(Object point labels)
══════
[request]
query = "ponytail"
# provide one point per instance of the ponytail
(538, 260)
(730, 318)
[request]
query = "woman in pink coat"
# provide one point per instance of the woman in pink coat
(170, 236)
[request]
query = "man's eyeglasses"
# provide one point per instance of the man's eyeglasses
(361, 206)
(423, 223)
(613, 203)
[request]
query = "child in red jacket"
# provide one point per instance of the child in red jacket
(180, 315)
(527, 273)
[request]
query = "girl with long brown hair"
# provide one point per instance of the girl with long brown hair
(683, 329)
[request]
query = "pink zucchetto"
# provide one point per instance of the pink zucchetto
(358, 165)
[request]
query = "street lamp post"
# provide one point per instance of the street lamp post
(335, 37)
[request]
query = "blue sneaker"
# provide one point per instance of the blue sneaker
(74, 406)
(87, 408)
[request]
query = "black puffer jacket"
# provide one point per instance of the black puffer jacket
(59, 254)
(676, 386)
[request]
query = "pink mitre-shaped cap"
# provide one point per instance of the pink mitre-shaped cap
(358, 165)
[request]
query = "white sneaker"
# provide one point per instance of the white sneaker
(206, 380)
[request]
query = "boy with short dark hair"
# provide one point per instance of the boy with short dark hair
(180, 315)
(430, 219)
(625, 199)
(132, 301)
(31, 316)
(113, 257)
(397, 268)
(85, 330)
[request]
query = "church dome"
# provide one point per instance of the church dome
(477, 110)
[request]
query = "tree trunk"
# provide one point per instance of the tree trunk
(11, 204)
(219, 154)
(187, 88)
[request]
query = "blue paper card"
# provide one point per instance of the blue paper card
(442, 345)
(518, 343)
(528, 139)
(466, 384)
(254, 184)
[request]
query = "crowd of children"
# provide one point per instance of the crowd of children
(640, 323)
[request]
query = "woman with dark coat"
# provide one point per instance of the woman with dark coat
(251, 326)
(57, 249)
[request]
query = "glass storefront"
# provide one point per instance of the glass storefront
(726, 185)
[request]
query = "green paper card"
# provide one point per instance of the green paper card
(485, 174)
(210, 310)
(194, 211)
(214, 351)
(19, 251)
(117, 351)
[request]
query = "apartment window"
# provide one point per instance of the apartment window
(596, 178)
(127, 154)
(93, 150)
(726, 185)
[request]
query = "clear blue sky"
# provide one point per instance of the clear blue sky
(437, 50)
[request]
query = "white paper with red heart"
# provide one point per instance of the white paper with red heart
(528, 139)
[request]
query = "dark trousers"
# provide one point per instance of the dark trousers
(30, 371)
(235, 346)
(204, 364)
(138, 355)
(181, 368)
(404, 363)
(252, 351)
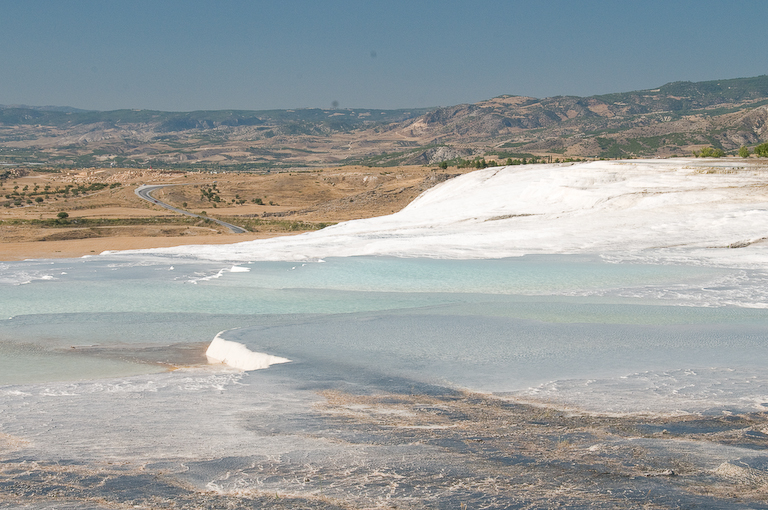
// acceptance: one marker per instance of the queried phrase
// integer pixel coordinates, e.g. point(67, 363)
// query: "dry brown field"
point(104, 212)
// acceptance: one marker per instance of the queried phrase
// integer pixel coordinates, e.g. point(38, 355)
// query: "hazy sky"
point(184, 55)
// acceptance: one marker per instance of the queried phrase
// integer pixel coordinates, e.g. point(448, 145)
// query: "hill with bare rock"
point(672, 120)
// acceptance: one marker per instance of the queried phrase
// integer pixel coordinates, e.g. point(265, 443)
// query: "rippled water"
point(103, 374)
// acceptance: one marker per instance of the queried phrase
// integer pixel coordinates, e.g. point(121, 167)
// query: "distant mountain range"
point(671, 120)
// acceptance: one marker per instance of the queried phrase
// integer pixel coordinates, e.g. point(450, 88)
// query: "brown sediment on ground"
point(111, 217)
point(459, 450)
point(73, 248)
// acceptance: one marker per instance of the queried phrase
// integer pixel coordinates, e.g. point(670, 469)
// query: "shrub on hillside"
point(709, 152)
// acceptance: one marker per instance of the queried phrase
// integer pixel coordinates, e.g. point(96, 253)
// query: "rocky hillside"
point(673, 119)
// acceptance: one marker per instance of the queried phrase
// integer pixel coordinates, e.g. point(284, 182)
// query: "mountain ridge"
point(671, 120)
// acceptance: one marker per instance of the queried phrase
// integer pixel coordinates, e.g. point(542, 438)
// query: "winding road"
point(144, 192)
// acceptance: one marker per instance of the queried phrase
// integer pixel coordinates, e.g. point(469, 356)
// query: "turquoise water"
point(491, 325)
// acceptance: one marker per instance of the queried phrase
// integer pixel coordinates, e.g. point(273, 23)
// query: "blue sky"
point(182, 55)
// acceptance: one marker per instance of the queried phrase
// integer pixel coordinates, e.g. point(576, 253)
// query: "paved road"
point(144, 191)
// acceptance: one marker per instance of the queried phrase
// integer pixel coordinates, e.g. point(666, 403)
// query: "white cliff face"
point(649, 208)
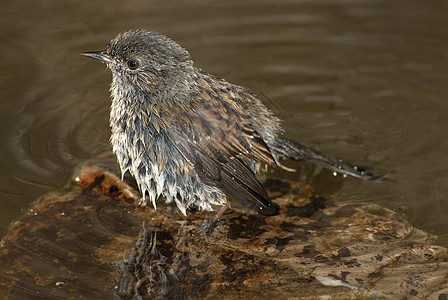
══════
**What this task involves**
Report every line in the records above that contains the string "dark", copying each such line in full. Case counts, so include only lines where the string appears with that exact capitalization.

**Answer**
query = "boy with short dark hair"
# provide one point per instance of the boy with short dark hair
query = "woman with dark coat"
# provide one point per instance of the woman with dark coat
query = "dark trousers"
# provide one point per instance of the dark trousers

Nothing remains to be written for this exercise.